Work to be completed » Return the entries below in full. Keep every word as it is.

▽

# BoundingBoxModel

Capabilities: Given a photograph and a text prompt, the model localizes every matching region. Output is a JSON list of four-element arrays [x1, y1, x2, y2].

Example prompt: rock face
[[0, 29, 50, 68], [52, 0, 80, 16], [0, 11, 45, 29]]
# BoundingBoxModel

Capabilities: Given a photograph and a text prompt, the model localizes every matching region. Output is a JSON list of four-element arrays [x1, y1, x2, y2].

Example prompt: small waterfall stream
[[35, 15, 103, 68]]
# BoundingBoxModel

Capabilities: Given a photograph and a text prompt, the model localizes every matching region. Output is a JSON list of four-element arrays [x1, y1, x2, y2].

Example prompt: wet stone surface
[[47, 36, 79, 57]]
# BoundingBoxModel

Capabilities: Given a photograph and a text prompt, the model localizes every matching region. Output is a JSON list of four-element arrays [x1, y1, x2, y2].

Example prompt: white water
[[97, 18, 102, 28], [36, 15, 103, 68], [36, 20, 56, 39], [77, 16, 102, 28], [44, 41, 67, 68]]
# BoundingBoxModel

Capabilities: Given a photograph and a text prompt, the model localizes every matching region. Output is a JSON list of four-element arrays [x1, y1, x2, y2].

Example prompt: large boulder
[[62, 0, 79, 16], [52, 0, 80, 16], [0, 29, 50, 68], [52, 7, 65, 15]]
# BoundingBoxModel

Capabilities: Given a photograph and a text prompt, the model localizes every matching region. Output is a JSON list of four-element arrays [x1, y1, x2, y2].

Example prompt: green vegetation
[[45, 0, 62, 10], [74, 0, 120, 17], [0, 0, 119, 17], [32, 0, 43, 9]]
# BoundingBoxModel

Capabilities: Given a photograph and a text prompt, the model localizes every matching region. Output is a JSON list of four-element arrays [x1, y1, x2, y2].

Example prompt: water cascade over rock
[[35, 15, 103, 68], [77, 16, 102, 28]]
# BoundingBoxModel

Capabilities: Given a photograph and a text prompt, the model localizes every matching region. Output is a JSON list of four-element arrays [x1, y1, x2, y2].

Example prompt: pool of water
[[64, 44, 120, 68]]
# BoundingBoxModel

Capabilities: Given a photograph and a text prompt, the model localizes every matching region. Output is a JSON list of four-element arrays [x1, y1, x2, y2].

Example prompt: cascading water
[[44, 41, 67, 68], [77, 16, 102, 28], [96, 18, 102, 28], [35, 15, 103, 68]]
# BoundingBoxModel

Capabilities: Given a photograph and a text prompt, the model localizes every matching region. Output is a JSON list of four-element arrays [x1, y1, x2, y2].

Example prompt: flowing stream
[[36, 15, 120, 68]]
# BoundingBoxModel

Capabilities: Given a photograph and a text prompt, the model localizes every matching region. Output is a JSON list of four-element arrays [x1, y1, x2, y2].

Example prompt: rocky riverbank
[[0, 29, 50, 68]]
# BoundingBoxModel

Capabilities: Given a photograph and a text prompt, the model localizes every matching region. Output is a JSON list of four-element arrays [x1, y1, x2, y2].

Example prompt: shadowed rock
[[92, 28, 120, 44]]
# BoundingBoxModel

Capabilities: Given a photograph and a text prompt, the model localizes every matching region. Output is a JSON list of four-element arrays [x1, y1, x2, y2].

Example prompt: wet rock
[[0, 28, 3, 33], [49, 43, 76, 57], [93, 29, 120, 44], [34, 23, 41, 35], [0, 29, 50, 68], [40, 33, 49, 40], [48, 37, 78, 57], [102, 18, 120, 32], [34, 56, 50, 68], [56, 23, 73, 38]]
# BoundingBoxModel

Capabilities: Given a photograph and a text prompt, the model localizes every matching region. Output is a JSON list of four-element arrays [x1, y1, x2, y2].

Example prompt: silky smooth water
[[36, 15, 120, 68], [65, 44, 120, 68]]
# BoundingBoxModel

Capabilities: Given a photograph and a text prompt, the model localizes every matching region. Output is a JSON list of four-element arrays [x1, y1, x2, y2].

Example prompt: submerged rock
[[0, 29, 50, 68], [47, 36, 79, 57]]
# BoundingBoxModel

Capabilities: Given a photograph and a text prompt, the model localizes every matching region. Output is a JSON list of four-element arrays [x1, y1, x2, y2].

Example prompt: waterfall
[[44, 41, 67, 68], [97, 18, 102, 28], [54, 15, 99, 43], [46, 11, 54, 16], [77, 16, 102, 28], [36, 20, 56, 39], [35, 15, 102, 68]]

△

Solution »
# BoundingBoxModel

Capabilities: Given a photograph and a text prompt, the model localizes every matching region. Output is a JSON list of four-element arrays [x1, y1, x2, y2].

Example prompt: rock face
[[0, 29, 50, 68], [52, 0, 80, 16], [0, 11, 45, 29]]
# BoundingBoxModel

Capabilities: Given a photograph and a text prompt, the model localizes every matching region. Output is a JSON list of four-element arrays [x1, y1, x2, y2].

Example prompt: small waterfall stream
[[35, 15, 103, 68]]
# BoundingBoxModel

Capabilities: Given a photograph and a text prompt, the model localizes every matching region. Output is a JSON list of four-element arrays [x1, y1, x2, y2].

Example prompt: wet stone surface
[[47, 36, 79, 57]]
# BoundingBoxModel

Capabilities: Given a photograph and a text prompt, the model localizes every matching region. Output is a JSON list of four-element arrays [x1, y1, x2, y2].

Example prompt: white water
[[97, 18, 102, 28], [36, 15, 103, 68], [36, 20, 56, 39], [77, 16, 102, 28], [44, 41, 67, 68]]
# BoundingBoxModel

Capabilities: Given a photograph and a text prompt, the model localizes every matching region. Output is a JSON list of four-element arrays [x1, y1, x2, y2].

Example prompt: large boulder
[[62, 0, 79, 16], [52, 0, 80, 16], [0, 29, 50, 68], [52, 7, 65, 15]]
# BoundingBoxModel

Capabilities: Given a photograph and a text prompt, the model localizes every matching region. Output is a JSON list of four-element arrays [x1, y1, x2, y2].

Example prompt: green vegetation
[[45, 0, 62, 10], [74, 0, 120, 17], [0, 0, 119, 17], [32, 0, 43, 9]]
# BoundingBoxModel

Capabilities: Given a photograph and a text prompt, the model localizes every matching region. Output is a JSON list of four-element arrays [x1, y1, x2, y2].

Example prompt: water cascade over rock
[[35, 15, 103, 68], [77, 16, 102, 28]]
# BoundingBoxModel

Capabilities: Given a photograph and a text prompt, the model localizes every matching region. Output is a JSON list of four-element arrays [x1, y1, x2, y2].

Example prompt: pool of water
[[64, 44, 120, 68]]
# BoundingBoxModel

Capabilities: Given a photograph and a text prompt, the model localizes every matching region. Output is a JSON list of four-element arrays [x1, y1, x2, y2].

Example prompt: cascading water
[[44, 41, 67, 68], [77, 16, 102, 28], [96, 18, 102, 28], [35, 15, 103, 68]]
# BoundingBoxModel

Capabilities: Given a photograph and a text prompt, the model localizes every matching region. Output is a JSON list of four-element arrays [x1, y1, x2, y2].

Example prompt: flowing stream
[[36, 15, 120, 68]]
# BoundingBoxModel

Capabilities: Given a photograph and a text prompt, the model localizes every matching region. Output is a JSON list of four-element arrays [x1, y1, x2, y2].

Example prompt: rocky riverbank
[[0, 29, 50, 68]]
# BoundingBoxModel

Capabilities: Given a photograph and a text prompt, the model localizes every matching region. Output is a JSON list of four-element arrays [x1, y1, x2, y2].

Example prompt: shadowed rock
[[92, 28, 120, 44]]
# BoundingBoxModel

Capabilities: Given a photograph and a text prompt, the model localizes every matching region. Output is a JSON list of four-element arrays [x1, y1, x2, y2].

Example prompt: wet rock
[[0, 28, 3, 33], [49, 43, 76, 57], [93, 29, 120, 44], [34, 23, 41, 35], [0, 29, 50, 68], [40, 33, 49, 40], [48, 37, 78, 57], [102, 18, 120, 32], [34, 56, 50, 68], [56, 23, 73, 38]]
# BoundingBoxModel

Capabilities: Given a photograph and a text prompt, the model localizes every matching region. Output is a JSON list of four-element arrays [x1, y1, x2, y2].

Example prompt: silky smooth water
[[36, 15, 120, 68], [65, 44, 120, 68]]
# BoundingBoxModel

Capabilities: Given a photograph and a text prompt, the model localizes every matching region. Output is a JSON list of four-element arrays [x1, y1, x2, y2].

Example prompt: submerged rock
[[0, 29, 50, 68], [47, 36, 79, 57]]
# BoundingBoxModel

Capabilities: Given a photograph and a text prompt, the model localizes every matching region. Output is a JSON list of four-element arrays [x1, y1, x2, y2].

Example prompt: waterfall
[[44, 41, 67, 68], [97, 18, 102, 28], [54, 15, 99, 43], [46, 11, 54, 16], [77, 16, 102, 28], [36, 20, 56, 39], [35, 15, 102, 68]]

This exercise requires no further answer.